Text section =
Leadership 322: Strengths and Skills

  I enrolled in Leadership 322: Strengths and Skills in the fall of my junior year.  My professor was Ed Barron, Azusa Pacific University's Executive Director of the Student Center for Reconciliation and Diversity.  Professor Barron brought an incredibly diverse perspective to the classroom as he had been involved in business at the corporate level, pastored churches, and worked in the education realm.  The entirety of the class was focused on how leaders and followers can maximize their strengths and skills in order to institute change.  Often we hear that we should work on our weaknesses in order to be a better rounded individual or leader.  But the strengths based leadership concept holds something counter-culture, and will be further explored below.  As a whole, this course laid a practical foundation for how to form teams and utilize strengths in a leadership environment.  
Strengths based leadership concept
  In this concept, found promoted within Strengths Based Leadership by Tom Rath and Barry Conchie, hinges on the idea that an individual's strengths are what should be refined and improved because this will allow for the highest maximum output.  They identify four domains of leadership strengths boiled down from the 34 themes detailed through Strengths Finder: executing, influencing, relationship building and strategic thinking.  My strengths (developer, positivity, includer, adaptability, arranger) mostly were categorized under the "relationship building" domain of leadership.  This domain is characterized by individuals who are often responsible for being the "glue" of a team and bringing individuals together to form teams that are greater than the sum of their parts.

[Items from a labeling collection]
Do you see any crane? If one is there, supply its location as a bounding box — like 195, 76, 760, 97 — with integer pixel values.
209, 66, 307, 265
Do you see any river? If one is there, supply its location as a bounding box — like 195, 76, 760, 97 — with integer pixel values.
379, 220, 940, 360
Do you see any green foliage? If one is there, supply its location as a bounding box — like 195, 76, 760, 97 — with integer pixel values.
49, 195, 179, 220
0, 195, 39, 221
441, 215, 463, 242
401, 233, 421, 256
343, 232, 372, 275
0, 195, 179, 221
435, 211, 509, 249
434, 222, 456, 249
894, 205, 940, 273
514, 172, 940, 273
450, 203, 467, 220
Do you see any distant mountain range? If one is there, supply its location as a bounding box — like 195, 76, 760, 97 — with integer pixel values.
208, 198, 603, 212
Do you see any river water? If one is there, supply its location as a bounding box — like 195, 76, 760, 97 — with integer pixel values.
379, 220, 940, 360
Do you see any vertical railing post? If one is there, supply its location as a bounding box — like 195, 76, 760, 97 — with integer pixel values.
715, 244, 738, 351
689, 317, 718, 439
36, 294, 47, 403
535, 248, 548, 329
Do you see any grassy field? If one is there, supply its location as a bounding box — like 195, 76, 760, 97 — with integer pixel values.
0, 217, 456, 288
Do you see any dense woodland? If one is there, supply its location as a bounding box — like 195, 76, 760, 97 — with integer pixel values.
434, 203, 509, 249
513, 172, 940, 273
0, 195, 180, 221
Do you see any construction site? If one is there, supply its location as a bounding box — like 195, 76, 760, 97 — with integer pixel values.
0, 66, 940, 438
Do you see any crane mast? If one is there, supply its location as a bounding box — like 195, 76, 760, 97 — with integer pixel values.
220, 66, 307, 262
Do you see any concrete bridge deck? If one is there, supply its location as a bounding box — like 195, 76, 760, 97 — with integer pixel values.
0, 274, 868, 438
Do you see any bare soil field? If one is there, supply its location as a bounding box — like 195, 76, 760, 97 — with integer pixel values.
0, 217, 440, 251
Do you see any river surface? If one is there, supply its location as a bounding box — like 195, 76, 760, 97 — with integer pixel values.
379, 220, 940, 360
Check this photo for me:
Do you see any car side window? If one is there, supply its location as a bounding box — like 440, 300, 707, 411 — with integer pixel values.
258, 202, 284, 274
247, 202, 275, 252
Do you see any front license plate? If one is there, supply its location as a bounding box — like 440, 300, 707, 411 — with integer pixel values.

Given instruction = Set down, word for word, everything in the Leadership 322 text from "I enrolled in" down to "a leadership environment.".

Output of the task =
I enrolled in Leadership 322: Strengths and Skills in the fall of my junior year.  My professor was Ed Barron, Azusa Pacific University's Executive Director of the Student Center for Reconciliation and Diversity.  Professor Barron brought an incredibly diverse perspective to the classroom as he had been involved in business at the corporate level, pastored churches, and worked in the education realm.  The entirety of the class was focused on how leaders and followers can maximize their strengths and skills in order to institute change.  Often we hear that we should work on our weaknesses in order to be a better rounded individual or leader.  But the strengths based leadership concept holds something counter-culture, and will be further explored below.  As a whole, this course laid a practical foundation for how to form teams and utilize strengths in a leadership environment.